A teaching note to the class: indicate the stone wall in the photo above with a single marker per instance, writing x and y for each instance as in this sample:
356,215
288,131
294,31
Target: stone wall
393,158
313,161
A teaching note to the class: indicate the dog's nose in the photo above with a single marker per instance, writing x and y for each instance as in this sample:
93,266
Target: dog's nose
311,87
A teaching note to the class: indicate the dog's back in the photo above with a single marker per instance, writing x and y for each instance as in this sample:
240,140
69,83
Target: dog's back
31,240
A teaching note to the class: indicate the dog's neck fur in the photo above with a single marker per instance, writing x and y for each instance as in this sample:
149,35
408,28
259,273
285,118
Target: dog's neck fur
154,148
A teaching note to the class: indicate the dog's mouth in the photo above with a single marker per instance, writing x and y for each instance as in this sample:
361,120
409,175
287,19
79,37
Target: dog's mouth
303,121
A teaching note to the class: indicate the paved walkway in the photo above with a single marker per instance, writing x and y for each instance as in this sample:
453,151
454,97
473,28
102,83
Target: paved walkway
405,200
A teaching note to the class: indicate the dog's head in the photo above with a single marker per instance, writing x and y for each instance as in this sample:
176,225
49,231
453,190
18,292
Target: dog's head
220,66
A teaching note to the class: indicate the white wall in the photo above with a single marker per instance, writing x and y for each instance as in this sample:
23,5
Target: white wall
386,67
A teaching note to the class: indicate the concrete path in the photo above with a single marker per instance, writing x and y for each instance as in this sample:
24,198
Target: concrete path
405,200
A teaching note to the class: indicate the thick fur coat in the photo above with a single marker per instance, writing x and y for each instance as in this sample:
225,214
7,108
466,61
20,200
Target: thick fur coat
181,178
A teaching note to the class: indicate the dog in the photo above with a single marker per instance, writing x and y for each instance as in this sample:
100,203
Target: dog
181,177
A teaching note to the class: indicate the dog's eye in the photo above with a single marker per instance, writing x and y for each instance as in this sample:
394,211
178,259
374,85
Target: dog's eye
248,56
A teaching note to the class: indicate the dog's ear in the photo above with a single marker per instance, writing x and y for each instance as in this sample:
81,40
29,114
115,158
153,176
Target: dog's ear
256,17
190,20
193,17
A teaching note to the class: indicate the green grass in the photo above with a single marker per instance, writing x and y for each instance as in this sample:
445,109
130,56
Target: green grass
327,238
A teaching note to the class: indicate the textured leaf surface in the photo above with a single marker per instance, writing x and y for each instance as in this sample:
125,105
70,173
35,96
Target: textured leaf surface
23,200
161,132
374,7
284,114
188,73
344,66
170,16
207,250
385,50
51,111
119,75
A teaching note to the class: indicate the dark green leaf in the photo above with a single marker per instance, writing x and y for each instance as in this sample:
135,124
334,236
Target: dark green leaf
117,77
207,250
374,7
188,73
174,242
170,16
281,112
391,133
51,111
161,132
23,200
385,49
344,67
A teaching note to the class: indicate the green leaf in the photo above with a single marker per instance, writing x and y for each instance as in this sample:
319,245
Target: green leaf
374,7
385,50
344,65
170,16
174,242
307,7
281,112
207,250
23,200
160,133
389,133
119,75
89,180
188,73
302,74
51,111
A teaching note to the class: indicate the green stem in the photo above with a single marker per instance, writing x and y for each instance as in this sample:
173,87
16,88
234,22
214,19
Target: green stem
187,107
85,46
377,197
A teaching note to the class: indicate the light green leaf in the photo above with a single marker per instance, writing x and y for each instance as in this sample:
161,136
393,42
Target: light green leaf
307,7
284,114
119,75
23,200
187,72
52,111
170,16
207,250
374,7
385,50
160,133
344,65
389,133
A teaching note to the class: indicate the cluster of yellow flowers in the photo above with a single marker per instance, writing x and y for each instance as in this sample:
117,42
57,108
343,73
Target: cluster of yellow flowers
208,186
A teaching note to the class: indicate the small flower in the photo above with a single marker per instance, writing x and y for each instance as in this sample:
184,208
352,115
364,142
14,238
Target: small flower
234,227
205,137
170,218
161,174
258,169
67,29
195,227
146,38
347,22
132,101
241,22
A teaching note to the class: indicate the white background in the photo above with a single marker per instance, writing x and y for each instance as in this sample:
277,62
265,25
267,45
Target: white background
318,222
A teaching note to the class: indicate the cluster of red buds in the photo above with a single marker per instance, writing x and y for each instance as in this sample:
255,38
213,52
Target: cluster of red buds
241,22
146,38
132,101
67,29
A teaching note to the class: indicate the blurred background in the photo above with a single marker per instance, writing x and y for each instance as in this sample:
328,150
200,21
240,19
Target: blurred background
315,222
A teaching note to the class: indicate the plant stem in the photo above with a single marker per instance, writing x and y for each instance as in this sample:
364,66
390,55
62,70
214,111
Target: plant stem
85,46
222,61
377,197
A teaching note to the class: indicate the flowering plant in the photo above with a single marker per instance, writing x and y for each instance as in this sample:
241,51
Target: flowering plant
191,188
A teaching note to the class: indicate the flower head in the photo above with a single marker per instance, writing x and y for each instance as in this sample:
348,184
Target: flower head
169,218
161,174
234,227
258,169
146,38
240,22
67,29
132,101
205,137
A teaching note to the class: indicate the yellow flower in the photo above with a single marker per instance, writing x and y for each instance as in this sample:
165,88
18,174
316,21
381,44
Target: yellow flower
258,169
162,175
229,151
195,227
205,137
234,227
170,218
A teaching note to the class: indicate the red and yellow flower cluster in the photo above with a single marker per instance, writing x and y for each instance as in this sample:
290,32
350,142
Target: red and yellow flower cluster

▶ [Activity]: The records above must be repeated exactly, in their entirety.

▶ [Written solution]:
A teaching note to the class: indicate the stone wall in the photo above with a single marker per instance, writing x and y for each instance as in this sample:
356,215
288,131
294,31
Target: stone wall
393,158
313,161
A teaching note to the class: indicate the dog's nose in the photo above with a single marker per instance, writing x and y for each instance as in this sample:
93,266
Target: dog's nose
311,87
A teaching note to the class: indicate the dog's back in the photo above with a single marker per instance, writing x and y for each instance as in this sample:
240,140
69,83
Target: dog's back
31,240
A teaching note to the class: indicate the dog's neck fur in the photo above with a single marker per instance, writing x and y for each instance as in this sample:
149,35
408,28
259,273
285,118
Target: dog's neck fur
154,148
A teaching note to the class: indicate the dog's mouth in the photo above with a single marker per instance, writing x and y for each instance as in this sample:
361,120
409,175
287,19
79,37
Target: dog's mouth
303,121
A teaching note to the class: indicate the paved walkway in the photo above with a single marker per instance, writing x and y for each instance as in this sample:
453,151
454,97
473,28
102,83
Target: paved walkway
405,200
A teaching note to the class: indicate the dog's head in the photo above with a single marker per instance, writing x and y for each instance as in this sample:
176,225
49,231
453,190
18,292
Target: dog's head
220,66
A teaching note to the class: indicate the white wall in the photo above with a single marker per instance, writing x and y for each instance as in this sample:
23,5
Target: white wall
386,67
A teaching note to the class: indicate the concrete path in the photo above with a single marker per instance, writing x and y for each instance as in this sample:
24,198
Target: concrete path
405,200
A teaching note to the class: indicate the thick fur coat in the photo above with a single marker per instance, writing x and y for each instance as in this sample:
225,214
7,108
466,61
20,200
Target: thick fur coat
181,178
A teaching note to the class: indicate the dog in the photo above with a single marker per instance, writing x and y for each instance as in this sample:
100,203
Target: dog
181,177
A teaching note to the class: indicate the dog's eye in the photo above with a single marker per instance, writing x and y for each instance as in this sample:
394,211
178,259
374,85
Target: dog's eye
248,56
A teaching note to the class: indicate the dog's ear in the photo above with a single marker per instance, writing x and y for each instance as in this sample:
81,40
29,114
115,158
153,176
Target: dog's ear
256,17
190,20
193,17
A teaching note to the class: indicate the green grass in the photo above with a single marker per instance, writing x and y for each instance as in this sample:
445,109
130,56
Target: green grass
327,238
A teaching note to the class: indicate the textured leaf surface in the photo above with a single marker per instance, writing x and y for each instance as in this sample:
125,105
70,173
35,96
Target: textured leaf surface
23,200
161,132
374,7
284,114
188,73
344,66
170,16
207,250
385,50
51,111
119,75
A teaching note to the class: indicate the dark green leaf in the photo above with a single marker per instance, writing x and y for each instance as in this sample:
135,124
334,236
Target: dark green leaf
117,77
207,250
374,7
188,73
174,242
170,16
281,112
391,133
51,111
161,132
23,200
385,49
344,67
A teaching note to the class: indicate the green leaf in the photo above with a single marker per instance, writing x and y for each instance as in this sample:
319,245
Target: green leaf
374,7
385,50
344,65
170,16
174,242
307,7
281,112
207,250
23,200
160,133
389,133
119,75
89,180
188,73
302,74
51,111
A teaching note to the class: indicate the green stem in the photo above with a single marker per instance, writing x and y for each instance as in this sample:
173,87
16,88
234,22
214,19
Target: green stem
187,107
85,46
377,197
A teaching note to the class: indicate the light green leaf in the photo above with a single marker per instance, writing x and y for each instance as in this sample:
161,136
393,42
Target: light green leaf
307,7
284,114
119,75
23,200
187,72
52,111
170,16
207,250
374,7
385,50
160,133
344,65
389,133
A teaching note to the class: indicate the cluster of yellow flowers in the photo above with a single marker per instance, writing x and y for each instance as in this sample:
117,42
57,108
343,73
Target: cluster of yellow flowers
208,186
A teaching note to the class: indicate the small flower in the photo above with a single marker per instance, writing x and y for each instance as in this sample:
184,208
352,115
364,142
14,238
Target: small flower
234,227
205,137
170,218
161,174
258,169
67,29
195,227
146,38
347,22
132,101
241,22
A teaching note to the class: indicate the white background in the photo above with a single marker per instance, writing x and y for each instance as in this sample:
277,62
265,25
267,45
Target: white background
318,222
A teaching note to the class: indicate the cluster of red buds in the photo above with a single marker per instance, writing x and y for each instance as in this sample:
255,38
213,52
Target: cluster of red buds
241,22
146,38
132,101
67,29
A teaching note to the class: indicate the blurred background in the photo above with a single marker per instance, writing x and y for each instance as in this sample:
328,150
200,21
240,19
Target: blurred background
315,222
A teaching note to the class: indicate the plant stem in the photo above with a single marker per instance, writing x and y for each instance as in this sample:
364,66
390,55
62,70
214,111
Target: plant stem
85,46
222,61
377,197
A teaching note to the class: indicate the flowering plant in the photo above with a single marker per instance, writing x and y for each instance as in this sample:
241,51
Target: flowering plant
191,188
A teaching note to the class: indicate the flower head in the photo above with a single marker per instance, writing x and y for each instance as in this sample:
348,184
Target: flower head
169,218
161,174
234,227
258,169
146,38
240,22
67,29
132,101
205,137
A teaching note to the class: indicate the yellow flower in the photo above with a single marker per instance, writing x and y for each instance as in this sample:
165,88
18,174
316,21
381,44
Target: yellow flower
258,169
162,175
229,151
195,227
205,137
234,227
170,218
A teaching note to the class: indicate the red and yellow flower cluster in the photo above with a single marker per instance, writing x and y for each instance as in this sample:
290,32
350,142
Target: red and yellow flower cluster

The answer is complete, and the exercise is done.